Extract provided:
+ + + +

Nvidia GeForce RTX 40x0 rumors and speculation

So roughly half way between a 3060 and 3060Ti in SM count and only 8GB VRAM.

Looks like another huge disappointment from Nvidia if true.
It is 128bit, so it must be 8GB. Otherwise it ends up with more memory than the 4070Ti.

So 4060Ti has 4GB less memory than the 3060, as will the regular 4060. It's also a significant downgrade in bandwidth vs both the 3060Ti and 3060. And it will certainly be $500+. Please people don't buy this shit.

In some thread a few weeks ago people were trying to convince me that memory bus doesn't matter as much any more because dies are more expensive and have more cache and stuff. I started to come around, but now I'm fully back to thinking that argument is fuckin crazy. AD102 having 384bit is proof enough that it still matters just as much as it always has, and NVIDIA is giving us the shaft on everything below the 4090. Or shafting us harder on everything below the 4090. The size of the shaft increases as you move down the product stack.
 
Last edited:
Maybe Nvidia doesn't think it needs real performance anymore. If we can generate a bunch of extra frames between real ones and make sure everything is using DLSS3 then we only need 4050's and get 200fps at 4k!
 
Maybe Nvidia doesn't think it needs real performance anymore. If we can generate a bunch of extra frames between real ones and make sure everything is using DLSS3 then we only need 4050's and get 200fps at 4k!
It's subtler than that: NVidia can spend transistors on RT acceleration instead of math, and still get gen-on-gen gains for "professional rendering", i.e., brute force path tracing.
 
Maybe Nvidia doesn't think it needs real performance anymore. If we can generate a bunch of extra frames between real ones and make sure everything is using DLSS3 then we only need 4050's and get 200fps at 4k!
I know you're being facetious and I have no idea if that's where Nvidia is headed. But I want to entertain your thought seriously because it may not be such an absurd vision.

At the end of the day all of real time CG is a hacky simulation attempting to convey enough information for our brains to interpret the scene as some facsimile of reality. Multiple factors contribute to the fidelity of this simulation, but the two broad buckets that are relevant to this discussion are (1) fidelity of the physical model (i.e., lighting, materials, geometry) and (2) display sampling rate (i.e., resolution and fps).

+ + + +

Data segment:
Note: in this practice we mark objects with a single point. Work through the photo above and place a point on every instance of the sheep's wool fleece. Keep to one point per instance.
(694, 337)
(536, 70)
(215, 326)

+ + + +

Problem statement:
Continue the forum thread about Nvidia GeForce RTX 40-series rumors, starting right after its last sentence.

The reply:
Let's stick to (2) for now. What's funny is that a lot of the desire for higher sampling is due to the horrible nature of sample-and-hold LCD/OLED displays. CRTs were much less affected by this because they would sample a point for a tiny fraction of the refresh window and our brains would run the "DLSS3" frame generation to fill in the gaps. This led to a much smoother perception of motion than LCDs which keep displaying the same old sample for the entire duration of the refresh cycle, leading to a jarring visual shock when it instantly refreshes to the next sample. Black-frame insertion in LCDs make a weak attempt to approach CRT behavior but lose brightness (because the screen is off half the time). CRTs did not have this problem because each sample is insanely bright (which means they are probably much more strenuous on the eyes than LCDs).

(This was a purely temporal argument, but the spatial argument is somewhat analogous).

I believe that frame-generation is effectively making up for the sample-and-hold display's faults by simulating the brain's reconstruction behavior in code. Recent AI work has shown us that deep-learning models are actually excellent at solving specific perception problems that the human brain is adept at. I think motion interpolation falls into that category of problems. How well DLSS3's current implementation works is a separate discussion. But on a fundamental level I don't think there's anything wrong with the approach. Today we are just generating 1 frame. I'm hopeful that some day we are able to reconstruct from 60Hz to 360Hz or more.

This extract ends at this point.